### [DIRECTIONS]
Will you transcribe the entries that follow, exactly and in full?

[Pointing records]
┌────────

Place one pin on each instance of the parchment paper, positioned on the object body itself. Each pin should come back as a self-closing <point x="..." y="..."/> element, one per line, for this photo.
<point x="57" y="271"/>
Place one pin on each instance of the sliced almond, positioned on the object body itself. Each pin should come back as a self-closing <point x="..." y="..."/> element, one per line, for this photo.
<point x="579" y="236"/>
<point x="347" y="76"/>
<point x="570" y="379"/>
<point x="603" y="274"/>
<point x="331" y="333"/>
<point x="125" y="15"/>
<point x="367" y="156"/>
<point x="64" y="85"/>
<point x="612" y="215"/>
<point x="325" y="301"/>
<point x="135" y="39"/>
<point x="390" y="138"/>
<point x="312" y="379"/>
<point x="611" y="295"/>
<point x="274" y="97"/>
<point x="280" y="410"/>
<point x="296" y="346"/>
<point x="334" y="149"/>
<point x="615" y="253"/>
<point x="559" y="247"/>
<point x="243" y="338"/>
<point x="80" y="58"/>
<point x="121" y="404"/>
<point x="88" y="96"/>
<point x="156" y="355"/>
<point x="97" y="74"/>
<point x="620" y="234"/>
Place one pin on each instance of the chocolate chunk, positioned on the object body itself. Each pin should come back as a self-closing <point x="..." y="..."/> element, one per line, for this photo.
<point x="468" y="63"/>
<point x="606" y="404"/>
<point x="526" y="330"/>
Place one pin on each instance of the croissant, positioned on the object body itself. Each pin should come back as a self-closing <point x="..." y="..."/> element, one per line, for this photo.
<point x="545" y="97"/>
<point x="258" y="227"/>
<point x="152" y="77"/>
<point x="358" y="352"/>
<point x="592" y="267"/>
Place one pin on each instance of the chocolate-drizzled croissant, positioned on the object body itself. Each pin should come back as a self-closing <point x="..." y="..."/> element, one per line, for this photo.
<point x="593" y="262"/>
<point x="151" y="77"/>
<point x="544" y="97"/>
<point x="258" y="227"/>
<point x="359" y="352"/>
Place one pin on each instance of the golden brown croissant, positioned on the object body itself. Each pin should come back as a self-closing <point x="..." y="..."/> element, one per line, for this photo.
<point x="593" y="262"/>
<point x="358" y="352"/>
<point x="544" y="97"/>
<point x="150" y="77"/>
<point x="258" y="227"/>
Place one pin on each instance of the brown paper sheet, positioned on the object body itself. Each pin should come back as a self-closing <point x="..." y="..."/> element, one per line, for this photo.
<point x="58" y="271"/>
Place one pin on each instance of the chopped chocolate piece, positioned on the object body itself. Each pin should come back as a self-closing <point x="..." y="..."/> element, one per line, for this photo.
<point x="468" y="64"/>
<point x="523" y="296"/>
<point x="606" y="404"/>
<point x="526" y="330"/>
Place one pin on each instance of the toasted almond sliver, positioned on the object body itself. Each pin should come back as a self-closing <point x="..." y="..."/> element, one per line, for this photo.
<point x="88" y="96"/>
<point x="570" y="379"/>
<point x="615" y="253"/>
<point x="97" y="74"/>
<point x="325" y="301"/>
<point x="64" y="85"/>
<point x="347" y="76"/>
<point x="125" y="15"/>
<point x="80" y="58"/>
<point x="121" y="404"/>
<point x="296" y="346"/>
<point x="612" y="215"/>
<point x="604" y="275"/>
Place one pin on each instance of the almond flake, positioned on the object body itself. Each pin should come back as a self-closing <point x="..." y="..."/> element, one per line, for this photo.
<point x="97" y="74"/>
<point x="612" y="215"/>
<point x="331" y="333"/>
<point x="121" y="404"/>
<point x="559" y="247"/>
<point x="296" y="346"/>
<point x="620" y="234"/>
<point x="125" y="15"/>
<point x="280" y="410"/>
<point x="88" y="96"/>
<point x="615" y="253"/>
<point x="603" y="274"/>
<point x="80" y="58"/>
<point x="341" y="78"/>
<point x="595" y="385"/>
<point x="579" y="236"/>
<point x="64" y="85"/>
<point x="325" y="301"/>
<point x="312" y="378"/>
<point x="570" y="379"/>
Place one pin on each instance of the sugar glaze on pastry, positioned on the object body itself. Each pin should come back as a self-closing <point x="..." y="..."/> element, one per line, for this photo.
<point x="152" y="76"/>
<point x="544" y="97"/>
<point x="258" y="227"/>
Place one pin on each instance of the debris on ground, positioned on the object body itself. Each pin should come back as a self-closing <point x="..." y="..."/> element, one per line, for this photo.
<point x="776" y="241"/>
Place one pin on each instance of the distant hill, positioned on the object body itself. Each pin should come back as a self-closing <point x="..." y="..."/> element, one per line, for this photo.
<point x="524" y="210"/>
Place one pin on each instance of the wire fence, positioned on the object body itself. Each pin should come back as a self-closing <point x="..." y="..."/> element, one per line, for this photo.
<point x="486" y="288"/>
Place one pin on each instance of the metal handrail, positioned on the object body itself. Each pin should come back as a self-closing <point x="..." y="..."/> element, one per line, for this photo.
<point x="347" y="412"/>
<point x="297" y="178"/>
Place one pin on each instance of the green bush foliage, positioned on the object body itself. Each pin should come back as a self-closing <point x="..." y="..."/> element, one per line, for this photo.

└────────

### [REPLY]
Place one pin on each instance of the parchment paper, positioned on the object body itself. Each pin should come back as a self-closing <point x="..." y="..."/> element, one per line, for this photo.
<point x="57" y="271"/>
Place one pin on each instance of the sliced almond, positioned on the object body itself. Each pin should come back as a self-closing <point x="..." y="..."/> element, one per line, for this photo.
<point x="579" y="236"/>
<point x="347" y="76"/>
<point x="570" y="379"/>
<point x="603" y="274"/>
<point x="331" y="333"/>
<point x="125" y="15"/>
<point x="367" y="156"/>
<point x="64" y="85"/>
<point x="612" y="215"/>
<point x="325" y="301"/>
<point x="135" y="39"/>
<point x="390" y="138"/>
<point x="312" y="379"/>
<point x="611" y="295"/>
<point x="274" y="97"/>
<point x="280" y="410"/>
<point x="296" y="346"/>
<point x="334" y="149"/>
<point x="615" y="253"/>
<point x="559" y="247"/>
<point x="243" y="338"/>
<point x="80" y="58"/>
<point x="121" y="404"/>
<point x="88" y="96"/>
<point x="156" y="355"/>
<point x="97" y="74"/>
<point x="620" y="234"/>
Place one pin on each instance of the chocolate chunk, positioned on the object body itself. Each pin should come back as a self-closing <point x="..." y="..."/> element, one per line, for this photo.
<point x="468" y="63"/>
<point x="606" y="404"/>
<point x="526" y="330"/>
Place one pin on each instance of the croissant, positioned on the object body itself. Each pin should come back as a self-closing <point x="..." y="..."/> element, one per line, for this photo.
<point x="545" y="97"/>
<point x="258" y="227"/>
<point x="152" y="77"/>
<point x="358" y="352"/>
<point x="592" y="267"/>
Place one pin on each instance of the chocolate-drizzled croissant, positioned on the object body itself. Each pin should come back as a self-closing <point x="..." y="..."/> element, one per line, for this photo.
<point x="593" y="262"/>
<point x="151" y="77"/>
<point x="544" y="97"/>
<point x="258" y="227"/>
<point x="359" y="352"/>
Place one pin on each instance of the golden brown croissant, positioned on the object body itself. Each pin should come back as a self-closing <point x="..." y="..."/> element, one per line, for this photo.
<point x="593" y="262"/>
<point x="358" y="352"/>
<point x="544" y="97"/>
<point x="150" y="77"/>
<point x="258" y="227"/>
Place one pin on each instance of the brown paper sheet, positioned on the object body itself. Each pin should come back as a self-closing <point x="..." y="..."/> element, one per line, for this photo.
<point x="58" y="271"/>
Place one pin on each instance of the chopped chocolate piece, positioned on the object body itself. Each pin should come back as a self-closing <point x="..." y="..."/> element, one per line, for this photo.
<point x="468" y="64"/>
<point x="523" y="296"/>
<point x="606" y="404"/>
<point x="526" y="330"/>
Place one pin on each instance of the toasted almond sliver, positioned on the object body itself. Each pin should come back as a self-closing <point x="..." y="..."/> element, one per line, for this photo.
<point x="88" y="96"/>
<point x="570" y="379"/>
<point x="615" y="253"/>
<point x="97" y="74"/>
<point x="325" y="301"/>
<point x="64" y="85"/>
<point x="347" y="76"/>
<point x="125" y="15"/>
<point x="80" y="58"/>
<point x="121" y="404"/>
<point x="296" y="346"/>
<point x="612" y="215"/>
<point x="604" y="275"/>
Place one pin on each instance of the almond flake, positioned on the object body itself. Each pin should come back as a self-closing <point x="..." y="..."/> element, one per line, for this photo.
<point x="97" y="74"/>
<point x="612" y="215"/>
<point x="331" y="333"/>
<point x="121" y="404"/>
<point x="559" y="247"/>
<point x="296" y="346"/>
<point x="620" y="234"/>
<point x="125" y="15"/>
<point x="280" y="410"/>
<point x="88" y="96"/>
<point x="615" y="253"/>
<point x="603" y="274"/>
<point x="80" y="58"/>
<point x="341" y="78"/>
<point x="595" y="385"/>
<point x="579" y="236"/>
<point x="64" y="85"/>
<point x="325" y="301"/>
<point x="312" y="378"/>
<point x="570" y="379"/>
Place one pin on each instance of the sugar glaze on pastry, positioned on the object body itself. Each pin should come back as a self-closing <point x="..." y="..."/> element, one per line, for this photo.
<point x="152" y="76"/>
<point x="544" y="97"/>
<point x="258" y="227"/>
Place one pin on each instance of the debris on ground, positioned on the object body itself. Each pin should come back as a self-closing <point x="..." y="..."/> element, one per line, for this photo.
<point x="776" y="241"/>
Place one pin on each instance of the distant hill, positioned on the object body itself. Each pin should come back as a self-closing <point x="..." y="..."/> element, one per line, for this photo.
<point x="524" y="210"/>
Place one pin on each instance of the wire fence, positioned on the object body itself. Each pin should come back as a self-closing <point x="..." y="..."/> element, one per line, for this photo.
<point x="486" y="288"/>
Place one pin on each instance of the metal handrail, positioned on the object body itself. Each pin should come back as a self-closing <point x="..." y="..."/> element, one per line, for this photo.
<point x="347" y="412"/>
<point x="297" y="178"/>
Place one pin on each instance of the green bush foliage, positioned on the object body itself. Each pin should come back as a self-closing <point x="..." y="..."/> element, one per line, for this photo.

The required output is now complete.